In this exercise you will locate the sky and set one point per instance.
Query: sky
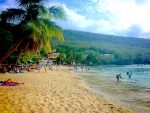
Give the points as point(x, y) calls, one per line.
point(115, 17)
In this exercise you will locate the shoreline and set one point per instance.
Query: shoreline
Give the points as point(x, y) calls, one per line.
point(99, 85)
point(58, 91)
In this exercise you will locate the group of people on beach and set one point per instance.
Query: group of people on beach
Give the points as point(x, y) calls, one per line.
point(118, 76)
point(82, 68)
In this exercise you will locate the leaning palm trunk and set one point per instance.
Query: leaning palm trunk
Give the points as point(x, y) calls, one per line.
point(11, 51)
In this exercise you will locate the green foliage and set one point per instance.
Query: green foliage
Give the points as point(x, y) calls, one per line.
point(90, 48)
point(33, 27)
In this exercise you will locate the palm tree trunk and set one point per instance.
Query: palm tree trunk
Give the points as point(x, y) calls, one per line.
point(11, 51)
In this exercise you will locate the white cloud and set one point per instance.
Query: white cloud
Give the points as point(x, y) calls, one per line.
point(105, 16)
point(121, 15)
point(126, 13)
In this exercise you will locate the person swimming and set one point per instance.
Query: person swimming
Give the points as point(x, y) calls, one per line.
point(118, 76)
point(129, 74)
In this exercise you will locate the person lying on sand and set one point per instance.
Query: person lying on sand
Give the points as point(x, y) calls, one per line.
point(9, 82)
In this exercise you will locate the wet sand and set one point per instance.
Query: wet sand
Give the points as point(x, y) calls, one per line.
point(57, 91)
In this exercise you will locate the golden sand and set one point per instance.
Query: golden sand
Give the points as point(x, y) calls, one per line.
point(56, 91)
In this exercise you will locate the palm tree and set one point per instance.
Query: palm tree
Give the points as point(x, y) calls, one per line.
point(33, 26)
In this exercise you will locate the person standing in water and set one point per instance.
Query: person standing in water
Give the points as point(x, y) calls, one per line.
point(129, 74)
point(118, 76)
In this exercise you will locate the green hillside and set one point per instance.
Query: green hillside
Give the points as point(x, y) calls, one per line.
point(107, 49)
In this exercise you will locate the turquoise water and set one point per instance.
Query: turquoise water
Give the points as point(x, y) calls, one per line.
point(134, 91)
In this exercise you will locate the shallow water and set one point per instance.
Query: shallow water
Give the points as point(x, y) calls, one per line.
point(134, 91)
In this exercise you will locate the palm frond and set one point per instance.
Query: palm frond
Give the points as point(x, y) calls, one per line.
point(12, 15)
point(56, 12)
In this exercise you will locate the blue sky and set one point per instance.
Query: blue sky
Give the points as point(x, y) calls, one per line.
point(116, 17)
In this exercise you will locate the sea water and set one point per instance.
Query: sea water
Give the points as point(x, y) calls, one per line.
point(134, 91)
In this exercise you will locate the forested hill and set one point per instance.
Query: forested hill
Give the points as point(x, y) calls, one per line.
point(85, 47)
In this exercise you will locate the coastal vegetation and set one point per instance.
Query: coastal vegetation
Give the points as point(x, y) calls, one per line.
point(27, 30)
point(94, 49)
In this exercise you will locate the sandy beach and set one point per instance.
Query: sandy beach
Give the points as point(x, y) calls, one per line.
point(57, 91)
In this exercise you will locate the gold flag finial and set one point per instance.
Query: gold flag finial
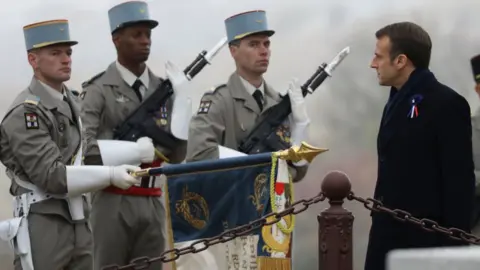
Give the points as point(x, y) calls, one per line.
point(304, 151)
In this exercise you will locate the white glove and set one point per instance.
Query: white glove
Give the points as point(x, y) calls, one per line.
point(146, 149)
point(297, 102)
point(182, 103)
point(121, 178)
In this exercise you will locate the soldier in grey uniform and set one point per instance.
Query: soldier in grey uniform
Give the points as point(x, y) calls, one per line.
point(126, 223)
point(475, 62)
point(41, 148)
point(227, 114)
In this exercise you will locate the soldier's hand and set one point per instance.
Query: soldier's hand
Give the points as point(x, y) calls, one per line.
point(120, 176)
point(297, 102)
point(146, 150)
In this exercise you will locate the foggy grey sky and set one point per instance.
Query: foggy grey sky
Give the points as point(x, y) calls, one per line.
point(308, 32)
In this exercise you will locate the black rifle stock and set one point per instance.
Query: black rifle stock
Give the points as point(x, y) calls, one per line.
point(141, 122)
point(263, 137)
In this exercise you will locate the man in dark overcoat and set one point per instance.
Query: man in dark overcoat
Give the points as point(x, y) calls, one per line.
point(424, 147)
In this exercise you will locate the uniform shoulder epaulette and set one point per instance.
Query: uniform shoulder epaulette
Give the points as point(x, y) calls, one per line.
point(214, 89)
point(91, 80)
point(31, 100)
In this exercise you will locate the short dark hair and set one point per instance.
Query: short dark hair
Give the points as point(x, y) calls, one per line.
point(410, 39)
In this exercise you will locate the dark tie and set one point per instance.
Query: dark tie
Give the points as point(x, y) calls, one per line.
point(258, 96)
point(136, 87)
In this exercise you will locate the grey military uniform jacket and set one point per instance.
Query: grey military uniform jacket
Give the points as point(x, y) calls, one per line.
point(39, 136)
point(107, 101)
point(225, 117)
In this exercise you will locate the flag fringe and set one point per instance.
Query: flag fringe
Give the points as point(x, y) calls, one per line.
point(269, 263)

★ ★ ★ ★

* [Your objective]
Render every item above as a two-column CSV headed text and answer, with one row per item and each field in quotes, line breaks replaced by spaces. Leave the pictures out.

* [Completed task]
text,answer
"In this exercise you will locate the sky and set one point per instance. Query: sky Give the points as point(x, y) calls, one per line.","point(115, 17)"
"In this exercise you will locate the shoreline and set one point per instance. Query: shoreline Give the points as point(x, y) calls, one per line.","point(99, 85) point(58, 91)"
"In this exercise you will locate the group of people on beach and set one point per instance. Query: group of people on beach Give the points as point(x, y) calls, one per line.","point(118, 76) point(82, 68)"
"In this exercise you will locate the leaning palm trunk and set one point per instance. Query: leaning palm trunk Give the points as point(x, y) calls, one per line.","point(11, 51)"
"In this exercise you will locate the green foliage and set one point per instance. Query: green foliage Give the points as point(x, y) calls, one per line.","point(90, 48) point(33, 27)"
"In this exercise you will locate the palm tree trunk and set one point per instance. Query: palm tree trunk Give the points as point(x, y) calls, one per line.","point(11, 51)"
"In this exercise you will locate the white cloud and set one point per instance. Query: white cloud Give the points as point(x, y) calls, one per line.","point(105, 16) point(121, 15) point(126, 13)"
"In this exercise you will locate the person swimming and set one point per instance. Query: person swimming Give the points as point(x, y) calls, one per line.","point(118, 76) point(129, 74)"
"In this exercise you will locate the person lying on sand and set one point per instance. Query: person lying on sand Give the points as point(x, y) calls, one per line.","point(9, 82)"
"In this exercise you will locate the wet sand and set one point per instance. Query: wet sand Give the points as point(x, y) calls, one per line.","point(57, 91)"
"In this exercise you will locate the golden sand and set one point per instance. Query: golden sand Give the points as point(x, y) calls, one per line.","point(56, 91)"
"In this exercise you will locate the palm tree and set one point per instance. Query: palm tree Give the points as point(x, y) calls, one per line.","point(33, 26)"
"In this exercise you will locate the person standing in water and set one point per instance. Query: person standing in water Give the points as point(x, y) calls, one per line.","point(129, 74) point(118, 76)"
"In this exercise you will locate the green hillside and set one point per instance. Query: green hillside Give the points as point(x, y) calls, one per line.","point(107, 49)"
"In this exercise you will locate the turquoise water and set one point per instance. Query: turquoise water Give the points as point(x, y) calls, one per line.","point(134, 91)"
"In this exercise you will locate the shallow water and set one point per instance. Query: shallow water Give the points as point(x, y) calls, one per line.","point(134, 91)"
"In this exercise you will locate the palm frond and set one point per instance. Query: palm frond Give the points as point(x, y) calls, one per line.","point(12, 15) point(56, 12)"
"In this exercise you will locate the blue sky and set one point per instance. Query: blue sky Give the points as point(x, y) calls, one per line.","point(116, 17)"
"In this exercise you will locate the sea water and set one point per instance. Query: sea water Give the points as point(x, y) calls, one per line.","point(134, 91)"
"In this exercise you will locate the forested hill and set one point per instance. Query: forested hill Give the points as point(x, y) calls, one per line.","point(85, 47)"
"In this exercise you will locate the coastal vegetation and set one point per instance. Query: coastal vegetation Give the points as point(x, y) calls, one per line.","point(27, 30) point(94, 49)"
"In this exercise you will locate the sandy beach and set one point per instance. Query: sandy beach Give the points as point(x, y) calls, one per line.","point(57, 91)"
"In this exercise you will locate the gold flag finial and set one point per instance. Query: gold flag finial Give the points as point(x, y) calls, one per line.","point(304, 151)"
"In this exercise you will locate the white glove and set one point per instance. Query: white glove Give the points as point(x, y) calls, one per line.","point(146, 149) point(297, 102) point(182, 103) point(121, 178)"
"In this exercise you will locate the soldier in grey uniform and set one point per instance. Query: soldier in grey uniform Give the points as point(x, y) calls, one per line.","point(126, 223) point(475, 62) point(41, 148) point(227, 114)"
"In this exercise you will locate the soldier's hand and set one point per instance. Query: soldier's hand Give the points as point(x, y) calls, one per line.","point(120, 176) point(297, 102) point(146, 150)"
"In this exercise you will locate the foggy grey sky and set one point per instance. Query: foggy grey sky Give the points as point(x, y) calls, one per line.","point(308, 32)"
"In this exercise you will locate the black rifle stock and set one point per instance. Query: black rifle stock Give the points as point(x, y) calls, one per line.","point(141, 122) point(263, 137)"
"In this exercise you will locate the man in dark overcoat and set one point per instance. Query: man in dark overcoat Give the points as point(x, y) calls, one per line.","point(424, 147)"
"In this exercise you will locate the uniform shoulder epaulette and set one point per instance. Query: uniform shoulder epaulette Give the points as point(x, y) calls, one per line.","point(214, 89) point(91, 80) point(31, 100)"
"In this exercise you will locate the short dark hair and set one point per instance. Query: short dark hair Give the points as point(x, y) calls, one per line.","point(410, 39)"
"In this exercise you will locate the dark tie and set one point per instance. Query: dark tie Give the points as point(x, y) calls, one per line.","point(258, 96) point(136, 87)"
"In this exercise you will locate the grey military uniform jacket and set one point per instance. Query: grey military uniform jacket Give the points as point(x, y) calls, one per line.","point(39, 136) point(107, 101) point(225, 117)"
"In this exercise you will locate the flag fringe and set one point per instance. Query: flag fringe Give the points as point(x, y) calls, one per line.","point(269, 263)"